(Records from a collection)
## Begin

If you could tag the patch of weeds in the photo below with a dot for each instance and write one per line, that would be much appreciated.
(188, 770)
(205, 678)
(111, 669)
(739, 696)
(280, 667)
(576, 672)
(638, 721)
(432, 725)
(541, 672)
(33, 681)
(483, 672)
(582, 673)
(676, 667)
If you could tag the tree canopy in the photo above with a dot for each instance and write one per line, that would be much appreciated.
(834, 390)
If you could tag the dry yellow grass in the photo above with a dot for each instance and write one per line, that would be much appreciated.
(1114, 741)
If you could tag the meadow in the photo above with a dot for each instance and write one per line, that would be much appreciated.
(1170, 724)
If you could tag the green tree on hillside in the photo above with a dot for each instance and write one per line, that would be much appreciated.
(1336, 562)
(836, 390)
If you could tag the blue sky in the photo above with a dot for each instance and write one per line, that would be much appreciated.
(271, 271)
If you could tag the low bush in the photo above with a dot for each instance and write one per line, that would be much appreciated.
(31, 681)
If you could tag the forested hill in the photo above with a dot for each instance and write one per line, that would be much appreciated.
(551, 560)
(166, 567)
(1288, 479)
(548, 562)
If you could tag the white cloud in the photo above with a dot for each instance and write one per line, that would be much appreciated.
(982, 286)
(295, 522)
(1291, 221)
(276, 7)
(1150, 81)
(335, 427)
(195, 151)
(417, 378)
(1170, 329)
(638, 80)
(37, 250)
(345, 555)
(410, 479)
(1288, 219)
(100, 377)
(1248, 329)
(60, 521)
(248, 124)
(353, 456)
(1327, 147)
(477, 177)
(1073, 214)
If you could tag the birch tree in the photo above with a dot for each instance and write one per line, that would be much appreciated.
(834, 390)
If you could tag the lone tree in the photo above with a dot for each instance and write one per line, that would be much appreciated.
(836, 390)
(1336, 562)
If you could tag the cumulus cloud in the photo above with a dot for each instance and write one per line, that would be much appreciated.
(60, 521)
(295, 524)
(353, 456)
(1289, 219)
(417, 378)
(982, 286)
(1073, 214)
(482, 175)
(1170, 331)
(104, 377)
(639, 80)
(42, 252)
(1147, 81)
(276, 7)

## End

(EXERCISE INSTRUCTIONS): Output each entry precisely as given.

(SOLUTION TO THIS TASK):
If you could tag the patch of weeds in the photo below with a dot for each instance and write one per line, that would be much appreciated.
(188, 770)
(205, 678)
(111, 669)
(739, 696)
(280, 667)
(576, 672)
(638, 721)
(432, 725)
(541, 672)
(33, 681)
(483, 672)
(582, 673)
(676, 667)
If you could tag the tree canopy in the photo above with a dot for each instance and write one per line, that would be much appreciated.
(834, 390)
If you could tag the dry yellow grass in the photo above with a dot for each instance and write one per line, that would be much appreciated.
(1114, 741)
If you could tag the meadow in the photo above with a dot for each instance and write one per line, that would be much appreciated.
(1170, 724)
If you could tag the green tree on hillside in the photo above with a dot for each instance and write one per line, that would be much appreciated.
(1336, 562)
(836, 390)
If you could tag the blue sky in the photo above with a dot for each instance and write one per line, that would be much appreciated.
(271, 271)
If you could tag the low bush in the photo above with a dot for each instance and write one per line, that would be much appreciated.
(31, 681)
If you could tag the forested hill in the photo above with a dot for each instance and write one per line, that would be much appreciated.
(551, 560)
(166, 567)
(1288, 479)
(548, 562)
If you could tag the white cloud in the photo above with a dot for each instance and write one per line, that would be much appreciated.
(982, 286)
(295, 522)
(1291, 221)
(276, 7)
(1150, 81)
(335, 427)
(195, 151)
(417, 378)
(1170, 329)
(638, 80)
(37, 250)
(345, 555)
(410, 479)
(1288, 219)
(100, 377)
(1248, 329)
(60, 521)
(248, 124)
(353, 456)
(1327, 147)
(477, 177)
(1073, 214)
If you could tag the birch tree in the photo above with a dot for each instance and write one per line, that would be much appreciated.
(834, 390)
If you could tag the lone tree in the photo above with a dot for each instance and write one per line, that would be much appreciated.
(836, 390)
(1336, 562)
If you could tag the cumulus cloud in the photo above with a dot for each instance and write one per line, that would be much appreciated.
(60, 521)
(295, 524)
(353, 456)
(1289, 219)
(417, 378)
(982, 286)
(1073, 214)
(482, 175)
(1170, 331)
(104, 377)
(639, 80)
(42, 252)
(1147, 81)
(276, 7)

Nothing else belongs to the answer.